• Exercícios:
(A) Imprima sem alterações o trecho do texto sobre transmissões de tratores que começa com as palavras que contêm "Eixos, mancais, rolamentos, engrenagens, dispositivos" e termina com "ao fluído específico.".
(B) Quais são todas as situações que, segundo o texto sobre transmissões de tratores, podem levar a uma manutenção corretiva?

Certos tratores, que possuem o comando totalmente mecânico e com a alavanca de acionamento posicionada ao lado direito, utilizam um tambulador. Esse dispositivo necessita de lubrificação específica, que se não realizada produzirá o desgaste prematuro e acoplamento de duas marchas, na linguagem dos operadores: “acavalar as marchas”. Ainda faz parte da preventiva a inspeção diária do operador, que nesse caso é a verificação do nível do óleo da transmissão, bem como observar se a alavanca de marchas apresenta folga. 

A manutenção corretiva ocorre quando a preventiva não foi realizada corretamente ou os serviços executados estavam além da capacidade do trator, ou devido ao mau uso do operador. Claro que o desgaste natural, após anos de uso, também poderá levar a uma manutenção corretiva, mas isso demora, pois as caixas de transmissão possuem componentes bastante robustos e duráveis. A desmontagem para consertos demanda muito tempo, custos com peças e pessoal capacidade e ferramental adequado. 

Eixos, mancais, rolamentos, engrenagens, dispositivos de acoplamentos, luvas deslizantes, anéis sincronizadores, hastes de acionamento, reténs de engrenamento, e inúmeras peças menores tornam o serviço meticuloso e exigem muita precisão na montagem, pois qualquer descuido pode favorecer estragos posteriores maiores. 

Câmbio automatizado
Atualmente estamos presenciando uma fase de transição nos sistemas de câmbio mecânico para os automatizados. Alguns fabricantes estão adotando um sistema híbrido com grupos com dispositivo mecânico, mas as marchas são automáticas. Nos automatizados a embreagem é substituída por um sistema totalmente hidráulico, o “conversor de torque”, que é bastante simples mas requer cuidado especial quanto ao fluído específico.

• Dados fornecidos:

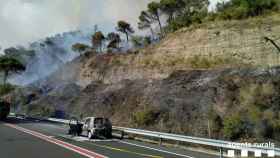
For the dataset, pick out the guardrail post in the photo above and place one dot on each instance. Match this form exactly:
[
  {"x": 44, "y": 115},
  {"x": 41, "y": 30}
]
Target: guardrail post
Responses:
[
  {"x": 122, "y": 134},
  {"x": 160, "y": 141},
  {"x": 221, "y": 153}
]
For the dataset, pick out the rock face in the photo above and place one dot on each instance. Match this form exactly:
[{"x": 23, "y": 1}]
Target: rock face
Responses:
[
  {"x": 183, "y": 102},
  {"x": 201, "y": 82}
]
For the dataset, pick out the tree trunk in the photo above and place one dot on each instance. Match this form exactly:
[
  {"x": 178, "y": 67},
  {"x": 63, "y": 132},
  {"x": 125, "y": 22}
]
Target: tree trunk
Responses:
[
  {"x": 152, "y": 32},
  {"x": 160, "y": 26},
  {"x": 126, "y": 37},
  {"x": 5, "y": 77}
]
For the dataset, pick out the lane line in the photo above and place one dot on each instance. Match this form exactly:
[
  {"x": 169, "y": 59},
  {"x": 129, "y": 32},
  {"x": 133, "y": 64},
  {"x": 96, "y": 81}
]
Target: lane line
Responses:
[
  {"x": 126, "y": 151},
  {"x": 60, "y": 143},
  {"x": 150, "y": 148}
]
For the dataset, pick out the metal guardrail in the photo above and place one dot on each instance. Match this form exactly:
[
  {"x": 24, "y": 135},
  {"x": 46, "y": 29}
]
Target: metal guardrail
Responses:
[{"x": 195, "y": 140}]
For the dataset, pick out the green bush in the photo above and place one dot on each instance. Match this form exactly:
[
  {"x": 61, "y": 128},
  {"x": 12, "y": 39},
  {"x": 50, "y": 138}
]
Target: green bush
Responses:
[
  {"x": 240, "y": 9},
  {"x": 235, "y": 127},
  {"x": 144, "y": 118}
]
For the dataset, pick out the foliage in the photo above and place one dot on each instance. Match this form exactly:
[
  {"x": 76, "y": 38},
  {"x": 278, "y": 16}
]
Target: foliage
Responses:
[
  {"x": 145, "y": 117},
  {"x": 114, "y": 40},
  {"x": 97, "y": 40},
  {"x": 8, "y": 64},
  {"x": 240, "y": 9},
  {"x": 21, "y": 54},
  {"x": 79, "y": 47},
  {"x": 153, "y": 13},
  {"x": 140, "y": 41},
  {"x": 125, "y": 28},
  {"x": 234, "y": 127}
]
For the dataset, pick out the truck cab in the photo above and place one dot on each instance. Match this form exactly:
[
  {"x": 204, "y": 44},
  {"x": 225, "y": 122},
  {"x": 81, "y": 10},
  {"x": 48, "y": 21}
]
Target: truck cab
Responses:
[{"x": 97, "y": 127}]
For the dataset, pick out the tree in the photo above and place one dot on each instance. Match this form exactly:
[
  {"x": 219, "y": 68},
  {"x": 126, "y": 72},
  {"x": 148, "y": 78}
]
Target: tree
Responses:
[
  {"x": 97, "y": 40},
  {"x": 145, "y": 22},
  {"x": 8, "y": 64},
  {"x": 172, "y": 7},
  {"x": 114, "y": 40},
  {"x": 79, "y": 47},
  {"x": 154, "y": 11},
  {"x": 125, "y": 28}
]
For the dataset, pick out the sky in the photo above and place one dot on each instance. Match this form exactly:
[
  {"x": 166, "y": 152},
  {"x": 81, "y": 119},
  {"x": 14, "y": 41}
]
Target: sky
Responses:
[{"x": 24, "y": 21}]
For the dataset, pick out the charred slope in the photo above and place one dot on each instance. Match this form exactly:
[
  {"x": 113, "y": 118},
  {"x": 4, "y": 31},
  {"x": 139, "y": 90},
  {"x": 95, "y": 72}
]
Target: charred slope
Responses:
[{"x": 201, "y": 103}]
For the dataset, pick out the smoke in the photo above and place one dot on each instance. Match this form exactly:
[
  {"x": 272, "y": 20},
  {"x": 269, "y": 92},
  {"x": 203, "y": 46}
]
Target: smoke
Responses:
[{"x": 24, "y": 21}]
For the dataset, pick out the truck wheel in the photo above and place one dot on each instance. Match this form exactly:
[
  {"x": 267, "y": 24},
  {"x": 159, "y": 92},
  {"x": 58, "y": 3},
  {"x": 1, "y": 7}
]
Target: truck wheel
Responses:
[{"x": 89, "y": 135}]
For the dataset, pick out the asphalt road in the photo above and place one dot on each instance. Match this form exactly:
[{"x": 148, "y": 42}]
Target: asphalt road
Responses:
[{"x": 33, "y": 139}]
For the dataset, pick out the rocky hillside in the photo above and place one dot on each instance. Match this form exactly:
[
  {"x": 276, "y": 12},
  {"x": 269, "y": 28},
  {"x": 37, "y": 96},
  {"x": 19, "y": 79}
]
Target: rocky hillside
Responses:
[
  {"x": 218, "y": 81},
  {"x": 215, "y": 45}
]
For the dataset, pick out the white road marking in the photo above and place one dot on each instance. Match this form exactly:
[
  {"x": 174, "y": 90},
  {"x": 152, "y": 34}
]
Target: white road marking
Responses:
[
  {"x": 63, "y": 144},
  {"x": 163, "y": 151}
]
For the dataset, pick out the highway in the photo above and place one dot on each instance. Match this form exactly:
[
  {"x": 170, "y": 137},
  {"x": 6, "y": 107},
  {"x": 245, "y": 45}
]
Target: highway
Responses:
[{"x": 37, "y": 139}]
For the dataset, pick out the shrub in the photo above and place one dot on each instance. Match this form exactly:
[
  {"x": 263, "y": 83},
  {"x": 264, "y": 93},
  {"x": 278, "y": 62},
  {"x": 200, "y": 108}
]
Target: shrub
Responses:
[
  {"x": 235, "y": 127},
  {"x": 144, "y": 118}
]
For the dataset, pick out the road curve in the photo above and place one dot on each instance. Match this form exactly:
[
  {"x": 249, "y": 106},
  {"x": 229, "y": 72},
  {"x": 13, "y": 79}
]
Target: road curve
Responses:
[{"x": 35, "y": 139}]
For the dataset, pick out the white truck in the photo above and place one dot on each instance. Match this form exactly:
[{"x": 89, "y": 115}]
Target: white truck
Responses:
[{"x": 93, "y": 127}]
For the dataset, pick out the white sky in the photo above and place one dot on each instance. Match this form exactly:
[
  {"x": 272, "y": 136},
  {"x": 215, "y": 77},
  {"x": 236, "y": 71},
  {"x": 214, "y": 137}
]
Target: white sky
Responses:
[{"x": 23, "y": 21}]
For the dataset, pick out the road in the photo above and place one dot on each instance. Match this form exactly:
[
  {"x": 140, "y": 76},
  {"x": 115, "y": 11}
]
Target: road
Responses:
[{"x": 36, "y": 139}]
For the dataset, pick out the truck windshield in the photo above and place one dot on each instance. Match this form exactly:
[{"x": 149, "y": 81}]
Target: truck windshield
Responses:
[{"x": 99, "y": 121}]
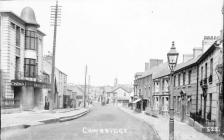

• Respostas:
(A)
Eixos, mancais, rolamentos, engrenagens, dispositivos de acoplamentos, luvas deslizantes, anéis sincronizadores, hastes de acionamento, reténs de engrenamento, e inúmeras peças menores tornam o serviço meticuloso e exigem muita precisão na montagem, pois qualquer descuido pode favorecer estragos posteriores maiores. 

Câmbio automatizado
Atualmente estamos presenciando uma fase de transição nos sistemas de câmbio mecânico para os automatizados. Alguns fabricantes estão adotando um sistema híbrido com grupos com dispositivo mecânico, mas as marchas são automáticas. Nos automatizados a embreagem é substituída por um sistema totalmente hidráulico, o “conversor de torque”, que é bastante simples mas requer cuidado especial quanto ao fluído específico.

(B)
- Preventiva não realizada corretamente
- Serviços executados além da capacidade do trator
- Mau uso do operador
- Desgaste natural, após anos de uso